Records from a point labeling set:

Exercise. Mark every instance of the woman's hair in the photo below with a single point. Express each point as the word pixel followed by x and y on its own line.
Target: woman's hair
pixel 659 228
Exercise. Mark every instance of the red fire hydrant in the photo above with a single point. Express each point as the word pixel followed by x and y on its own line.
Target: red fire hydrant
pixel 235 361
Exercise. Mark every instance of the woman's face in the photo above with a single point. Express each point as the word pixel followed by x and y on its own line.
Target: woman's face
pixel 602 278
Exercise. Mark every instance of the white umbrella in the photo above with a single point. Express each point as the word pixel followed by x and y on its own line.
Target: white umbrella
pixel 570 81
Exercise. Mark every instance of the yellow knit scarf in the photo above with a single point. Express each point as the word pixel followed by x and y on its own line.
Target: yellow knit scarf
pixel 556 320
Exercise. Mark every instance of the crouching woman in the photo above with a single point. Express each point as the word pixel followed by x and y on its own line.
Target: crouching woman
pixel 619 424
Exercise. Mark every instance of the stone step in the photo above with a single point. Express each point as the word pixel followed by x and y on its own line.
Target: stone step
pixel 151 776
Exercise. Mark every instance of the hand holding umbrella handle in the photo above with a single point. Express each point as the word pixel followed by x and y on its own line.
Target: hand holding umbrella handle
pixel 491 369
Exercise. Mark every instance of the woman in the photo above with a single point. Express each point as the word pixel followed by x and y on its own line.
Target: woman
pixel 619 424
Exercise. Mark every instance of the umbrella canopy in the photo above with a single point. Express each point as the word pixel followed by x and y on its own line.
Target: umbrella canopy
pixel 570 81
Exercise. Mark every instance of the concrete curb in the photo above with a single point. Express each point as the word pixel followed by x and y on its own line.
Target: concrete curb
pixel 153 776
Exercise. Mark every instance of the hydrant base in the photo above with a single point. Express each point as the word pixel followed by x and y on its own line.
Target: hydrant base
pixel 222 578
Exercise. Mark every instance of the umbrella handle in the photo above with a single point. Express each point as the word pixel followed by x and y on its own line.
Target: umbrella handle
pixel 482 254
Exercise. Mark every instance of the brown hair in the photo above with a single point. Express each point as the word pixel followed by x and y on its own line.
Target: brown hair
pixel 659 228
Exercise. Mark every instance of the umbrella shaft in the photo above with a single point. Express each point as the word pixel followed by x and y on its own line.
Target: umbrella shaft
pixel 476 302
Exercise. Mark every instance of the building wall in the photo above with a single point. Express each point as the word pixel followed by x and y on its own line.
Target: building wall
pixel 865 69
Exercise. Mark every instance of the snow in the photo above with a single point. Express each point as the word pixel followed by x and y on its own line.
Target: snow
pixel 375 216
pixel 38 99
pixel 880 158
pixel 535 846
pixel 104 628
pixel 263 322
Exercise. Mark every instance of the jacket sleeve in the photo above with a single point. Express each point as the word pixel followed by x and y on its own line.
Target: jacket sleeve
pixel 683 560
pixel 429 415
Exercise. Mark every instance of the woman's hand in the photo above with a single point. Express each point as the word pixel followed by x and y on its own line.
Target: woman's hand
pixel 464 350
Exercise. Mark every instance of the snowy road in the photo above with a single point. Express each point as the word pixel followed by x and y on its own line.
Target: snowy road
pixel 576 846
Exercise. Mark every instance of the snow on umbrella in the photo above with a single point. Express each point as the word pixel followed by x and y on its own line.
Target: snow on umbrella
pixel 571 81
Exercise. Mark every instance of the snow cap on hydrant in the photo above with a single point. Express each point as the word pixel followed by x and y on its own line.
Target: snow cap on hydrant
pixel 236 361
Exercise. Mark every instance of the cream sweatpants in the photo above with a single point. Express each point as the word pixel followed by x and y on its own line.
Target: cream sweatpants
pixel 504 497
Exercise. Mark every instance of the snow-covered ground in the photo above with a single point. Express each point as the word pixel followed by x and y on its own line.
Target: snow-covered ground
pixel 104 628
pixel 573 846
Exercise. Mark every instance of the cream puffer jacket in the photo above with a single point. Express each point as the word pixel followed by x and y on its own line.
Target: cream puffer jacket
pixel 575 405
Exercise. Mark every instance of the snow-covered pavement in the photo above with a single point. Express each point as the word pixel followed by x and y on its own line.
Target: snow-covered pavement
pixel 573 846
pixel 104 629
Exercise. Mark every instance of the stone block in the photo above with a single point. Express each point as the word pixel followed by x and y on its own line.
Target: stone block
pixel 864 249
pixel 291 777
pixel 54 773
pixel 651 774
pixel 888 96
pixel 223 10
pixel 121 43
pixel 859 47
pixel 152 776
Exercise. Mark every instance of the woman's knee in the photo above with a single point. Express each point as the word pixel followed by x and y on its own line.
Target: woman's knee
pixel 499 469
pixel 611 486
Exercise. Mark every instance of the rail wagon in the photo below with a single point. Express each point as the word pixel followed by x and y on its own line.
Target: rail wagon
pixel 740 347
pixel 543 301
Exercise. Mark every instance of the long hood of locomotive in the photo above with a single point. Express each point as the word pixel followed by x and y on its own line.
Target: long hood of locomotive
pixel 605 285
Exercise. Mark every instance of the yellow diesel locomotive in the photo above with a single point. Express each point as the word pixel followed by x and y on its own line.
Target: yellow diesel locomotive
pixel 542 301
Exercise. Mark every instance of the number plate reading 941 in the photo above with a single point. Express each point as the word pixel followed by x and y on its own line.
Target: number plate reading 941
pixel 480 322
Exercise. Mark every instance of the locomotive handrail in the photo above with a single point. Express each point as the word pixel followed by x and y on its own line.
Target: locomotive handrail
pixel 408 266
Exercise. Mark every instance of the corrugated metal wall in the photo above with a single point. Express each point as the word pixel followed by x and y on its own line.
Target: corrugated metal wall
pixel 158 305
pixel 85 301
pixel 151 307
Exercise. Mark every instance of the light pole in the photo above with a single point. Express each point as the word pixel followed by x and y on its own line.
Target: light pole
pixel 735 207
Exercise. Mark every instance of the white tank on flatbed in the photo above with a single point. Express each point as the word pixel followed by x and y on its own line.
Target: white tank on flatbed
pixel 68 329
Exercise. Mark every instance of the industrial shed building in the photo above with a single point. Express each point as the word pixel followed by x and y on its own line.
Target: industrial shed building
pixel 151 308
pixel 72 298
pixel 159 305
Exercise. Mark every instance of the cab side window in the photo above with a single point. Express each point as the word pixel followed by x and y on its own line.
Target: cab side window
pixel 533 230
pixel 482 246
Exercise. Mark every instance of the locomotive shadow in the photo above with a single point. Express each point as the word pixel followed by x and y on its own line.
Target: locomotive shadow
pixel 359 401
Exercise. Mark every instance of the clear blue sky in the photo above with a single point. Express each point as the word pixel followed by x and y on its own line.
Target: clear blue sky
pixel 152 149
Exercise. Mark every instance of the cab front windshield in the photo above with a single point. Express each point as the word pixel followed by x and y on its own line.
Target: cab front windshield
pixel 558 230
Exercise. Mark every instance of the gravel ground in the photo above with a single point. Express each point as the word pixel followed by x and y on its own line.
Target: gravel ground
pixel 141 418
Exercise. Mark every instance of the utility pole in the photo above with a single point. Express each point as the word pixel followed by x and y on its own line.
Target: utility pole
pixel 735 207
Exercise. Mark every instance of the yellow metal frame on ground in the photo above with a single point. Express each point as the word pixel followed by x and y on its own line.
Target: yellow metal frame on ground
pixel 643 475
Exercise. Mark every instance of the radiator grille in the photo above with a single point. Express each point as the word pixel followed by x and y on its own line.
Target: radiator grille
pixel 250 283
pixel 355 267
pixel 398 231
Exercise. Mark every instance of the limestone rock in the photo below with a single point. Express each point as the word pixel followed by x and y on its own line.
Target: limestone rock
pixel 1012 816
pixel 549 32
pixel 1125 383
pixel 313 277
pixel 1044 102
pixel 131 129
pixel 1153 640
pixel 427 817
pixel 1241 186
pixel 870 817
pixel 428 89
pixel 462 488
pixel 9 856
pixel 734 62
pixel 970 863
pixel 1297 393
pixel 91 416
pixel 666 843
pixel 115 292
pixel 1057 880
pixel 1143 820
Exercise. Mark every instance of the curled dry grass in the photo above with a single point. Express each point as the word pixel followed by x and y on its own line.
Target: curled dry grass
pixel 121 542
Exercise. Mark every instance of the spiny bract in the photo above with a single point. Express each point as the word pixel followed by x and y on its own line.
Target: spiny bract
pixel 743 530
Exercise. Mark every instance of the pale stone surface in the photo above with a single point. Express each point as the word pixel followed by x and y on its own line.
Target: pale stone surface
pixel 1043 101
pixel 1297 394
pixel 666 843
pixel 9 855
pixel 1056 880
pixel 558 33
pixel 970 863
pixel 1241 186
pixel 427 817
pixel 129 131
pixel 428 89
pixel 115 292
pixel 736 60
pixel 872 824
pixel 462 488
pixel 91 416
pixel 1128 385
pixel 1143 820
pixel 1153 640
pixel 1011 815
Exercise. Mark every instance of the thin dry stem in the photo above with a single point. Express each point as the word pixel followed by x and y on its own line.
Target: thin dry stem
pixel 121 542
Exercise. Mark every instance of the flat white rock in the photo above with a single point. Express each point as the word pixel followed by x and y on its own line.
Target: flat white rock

> **Do this**:
Rewrite the records from the line containing "Exercise. Mark every instance of the cream sweatpants" through the line containing "pixel 504 497", inclusive, replacing "cream" with "beige" and leaving everything else unchanged.

> **Correct response**:
Exercise. Mark every instance of the beige sweatpants in the photo above with a single point. Express each point as the word pixel followed by x and y on its own line.
Target: beige sweatpants
pixel 504 497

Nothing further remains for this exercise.